## [КОРОТКАЯ ЗАДАЧА 1]
Пожалуйста, изложите короче абзац из отрывка о Войновиче, который начинается словами «У Войновича было много встреч с читателями», и сохраните его главные факты.
## [КОРОТКАЯ ЗАДАЧА 2]
Продолжите отрывок о Войновиче с того места, где он заканчивается.

## [ПРЕДОСТАВЛЕННЫЙ ОТРЫВОК]
---*---

У Войновича было много встреч с читателями. Я выступал на некоторых из них, а одну, в Доме кинематографистов, даже вел. Как сказал мне человек «из публики», то есть лично с Войновичем не знакомый, у него сложилось впечатление, что писатель вел себя по отношению к аудитории заносчиво, так, будто именно те, кто сидел сейчас в зале, были виноваты в высылке Войновича из страны. Он все время обвинял и задирался, доказывая свою независимость и непримиримость. Иных людей в зале это обижало, но, думаю, подобное злопамятство порождено глубокой обидой и, кроме того, свойственно характеру этого человека. Его постоянная агрессивность против строя и системы, недовольство страной, к сожалению, были очень даже не безосновательны и питались нашей усиливающейся нищетой, пустыми магазинами, выпадами военных против самого Войновича и, вообще, тем, что хорошие начинания у нас, как правило, принимают уродливые формы. А его едкий сатирический глаз ничего не пропускал мимо. Владимира Николаевича оскорбляло то, что ему не возвращали советское гражданство, не восстанавливали справедливость.
– Я не просил, чтобы меня лишали подданства, – говорил Войнович, – и не буду просить, чтобы мне его возвратили...

---*---

## [ПРИЛОЖЕННЫЙ ЛИСТИНГ]
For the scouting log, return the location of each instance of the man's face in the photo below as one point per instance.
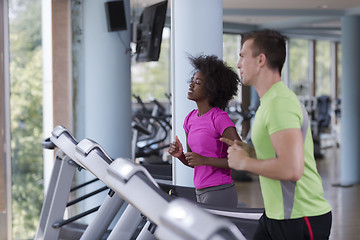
(247, 63)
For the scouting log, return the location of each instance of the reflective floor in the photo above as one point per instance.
(345, 201)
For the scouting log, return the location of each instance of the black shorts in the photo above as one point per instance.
(312, 228)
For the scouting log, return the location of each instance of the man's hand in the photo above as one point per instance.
(176, 148)
(246, 147)
(195, 159)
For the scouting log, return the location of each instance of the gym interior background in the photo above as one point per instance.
(43, 85)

---*---

## [РЕЗУЛЬТАТ ЗАДАНИЯ 1]
У Войновича было много встреч с читателями. Автор выступал на некоторых из них, а одну, в Доме кинематографистов, вел сам. Один зритель, не знакомый с писателем лично, счел его поведение заносчивым: Войнович держался так, будто сидящие в зале виноваты в его высылке, постоянно обвинял и задирался, доказывая свою независимость и непримиримость. Некоторых слушателей это обижало. Автор объясняет такое злопамятство глубокой обидой и характером писателя. По его мнению, агрессивность Войновича против строя и недовольство страной имели основания: их питали растущая нищета, пустые магазины, выпады военных против него самого и то, что хорошие начинания у нас, как правило, принимают уродливые формы. Его сатирический глаз ничего не упускал. Писателя оскорбляло, что ему не возвращали советское гражданство и не восстанавливали справедливость.

## [РЕЗУЛЬТАТ ЗАДАНИЯ 2]
Я, кажется, одним из первых в нашей печати («Московские новости» за июнь 1988 г.) поднял вопрос о том, что идеологическим изгнанникам, правительство обязано вернуть советское гражданство, причем вернуть без всяких условий и ультиматумов, без просьб с их стороны. Я считал, что аморально отнимать то, что принадлежит человеку по рождению. Людей за инакомыслие с брежневским правительством высылали, принуждали к отъезду, разрешали выехать на время и тотчас же захлопывали шлагбаум. Указы о лишении гражданства были тайными и от этого совсем непотребными. Среди изгоев были наиболее непримиримые, наиболее сильные, те, которым пришлось здесь трудней, чем другим. Казалось, именно им выпал самый тяжкий жребий! И вот время изменилось. Наконец-то изгнанники получили возможность приезжать на Родину! Как это было прекрасно! Как долго мы их ждали! Как мы радовались встречам с ними! Но постепенно что-то начало настораживать. В чем же дело? Что порой отравляло радость встреч? Иногда я видел в глазах приехавших насмешку и презрение к нам, в речах высокомерие и порой злорадство, иронию над нашей бедностью и отсутствием товаров. Нет, конечно, не у всех, конечно, у некоторых. А в это время творческая интеллигенция, как бы искупая вину за молчание в недалекие времена, когда тех выдворяли из страны, не просто радовалась, но иной раз лебезила, заискивала, лезла из кожи. Вероятно, это была своеобразная форма просьбы о прощении. У некоторых из приезжих начал появляться мессианский тон; они стали снисходительно поучать, давать советы. Да, конечно, не их вина, что они оказались за пределами Отечества, что озлобились, что не простили. Не все, конечно. Я вспоминал строчки Ахматовой:
Я была тогда с моим народом
Там, где мой народ, к несчастью, был...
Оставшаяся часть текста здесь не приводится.